- _Data entries_

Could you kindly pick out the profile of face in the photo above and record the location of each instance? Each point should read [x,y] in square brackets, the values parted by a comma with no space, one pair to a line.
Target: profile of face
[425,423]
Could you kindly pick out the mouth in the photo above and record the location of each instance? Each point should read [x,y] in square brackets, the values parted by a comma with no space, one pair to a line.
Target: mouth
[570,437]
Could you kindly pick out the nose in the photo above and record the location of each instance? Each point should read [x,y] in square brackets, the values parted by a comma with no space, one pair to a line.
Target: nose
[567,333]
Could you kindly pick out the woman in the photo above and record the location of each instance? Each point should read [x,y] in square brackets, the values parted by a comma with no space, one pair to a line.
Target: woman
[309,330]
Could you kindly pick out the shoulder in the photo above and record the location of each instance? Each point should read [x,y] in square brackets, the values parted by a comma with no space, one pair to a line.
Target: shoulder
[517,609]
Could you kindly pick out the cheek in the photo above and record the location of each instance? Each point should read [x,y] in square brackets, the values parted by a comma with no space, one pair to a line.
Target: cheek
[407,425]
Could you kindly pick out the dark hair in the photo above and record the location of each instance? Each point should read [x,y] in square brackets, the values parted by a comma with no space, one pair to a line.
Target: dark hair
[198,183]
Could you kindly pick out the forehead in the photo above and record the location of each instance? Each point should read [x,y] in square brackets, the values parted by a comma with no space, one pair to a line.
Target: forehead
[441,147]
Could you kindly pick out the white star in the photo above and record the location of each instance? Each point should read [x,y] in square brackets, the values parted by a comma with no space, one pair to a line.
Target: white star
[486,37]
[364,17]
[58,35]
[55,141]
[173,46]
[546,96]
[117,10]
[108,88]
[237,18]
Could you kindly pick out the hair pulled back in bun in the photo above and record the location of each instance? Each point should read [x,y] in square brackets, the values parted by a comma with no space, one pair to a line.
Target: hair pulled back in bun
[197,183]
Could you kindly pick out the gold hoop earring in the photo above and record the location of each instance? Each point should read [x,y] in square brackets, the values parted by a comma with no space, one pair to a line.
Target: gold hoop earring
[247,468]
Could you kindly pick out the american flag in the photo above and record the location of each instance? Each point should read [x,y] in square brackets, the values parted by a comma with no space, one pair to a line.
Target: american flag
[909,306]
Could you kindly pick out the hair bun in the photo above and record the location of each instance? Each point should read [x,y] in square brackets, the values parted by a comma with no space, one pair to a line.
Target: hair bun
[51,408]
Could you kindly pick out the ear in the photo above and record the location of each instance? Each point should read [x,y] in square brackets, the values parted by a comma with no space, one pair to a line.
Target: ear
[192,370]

- _Given task_
Copy all of the entries above line for line, with no changes to wording, punctuation, or order.

- _Solution_
Could you kindly pick out the profile of face in the photo above and record the location of each instance? Each point should read [x,y] in square brackets, the values parted by a comma with no space, one pair to a line.
Target: profile of face
[425,423]
Could you kindly pick out the mouth in the photo above and record the location of each instance? Each point should read [x,y] in square brackets, the values parted by a comma with no space, one pair to a line.
Target: mouth
[570,437]
Could you kindly pick out the nose in the photo above and record the location of each instance? Each point should read [x,y] in square brackets, the values parted by a comma with no space, one pair to a line.
Target: nose
[567,333]
Could you kindly pick out the woman in the photo above and record the location of each instance? Each point should read [x,y] in square brackets, the values parted by a comma with no space, one pair to a line.
Target: woman
[309,330]
Could you kindly pick out the shoulder in the photo above and record the location of each instance? Each point should read [x,y] in square brackets, the values parted by a comma with no space, one pair to a line.
Target: shoulder
[517,609]
Could you kindly pick out the cheek in the photo above and record the location of each instance? Each point should read [x,y] in square brackets, the values parted by a comma with no space, one pair to a line.
Target: cheek
[407,425]
Could you kindly pick out the dark hair in the photo above and record the location of each instance? Each point should read [x,y] in square brackets, the values parted by a comma with no space, one pair to a line.
Target: dark hair
[198,183]
Could you kindly pick out the forehead in the photo above and record the location of each instance? Each point should read [x,y] in square brackets, the values parted by a comma with no space, one pair to a line.
Target: forehead
[441,147]
Could you kindly pick out the white star in the photo above and record the location of each instance? Each point should read [x,y] in square brackets, the values parted by a comma with no space, one pair to a line.
Target: white star
[486,37]
[364,17]
[58,35]
[55,141]
[173,46]
[546,96]
[117,10]
[108,88]
[237,18]
Could you kindly pick out the hair pulled back in bun in the photo above and record the location of each instance? Each point should read [x,y] in square brackets, the values parted by a comma with no space, one pair to a line.
Target: hair pulled back in bun
[197,183]
Could you kindly pick out the gold hoop earring in the photo above and record the location of each instance? Each point should read [x,y] in square brackets, the values parted by a comma with no space, one pair to a line.
Target: gold hoop earring
[247,468]
Could you kindly pick out the american flag in the photo above and record the location of each instance? Each point should read [x,y] in square brackets, the values parted by a comma with no space, one pair to a line.
Target: american flag
[909,306]
Could you kindly pick out the hair bun in the photo above and record the location of each instance? Each point should read [x,y] in square brackets, the values parted by a comma with no space, one pair to a line.
Target: hair bun
[51,408]
Could you kindly pick out the ear in the photo above and record the location of each instance? Each point should read [x,y] in square brackets, the values parted by a comma with no space, one pair to a line.
Target: ear
[192,370]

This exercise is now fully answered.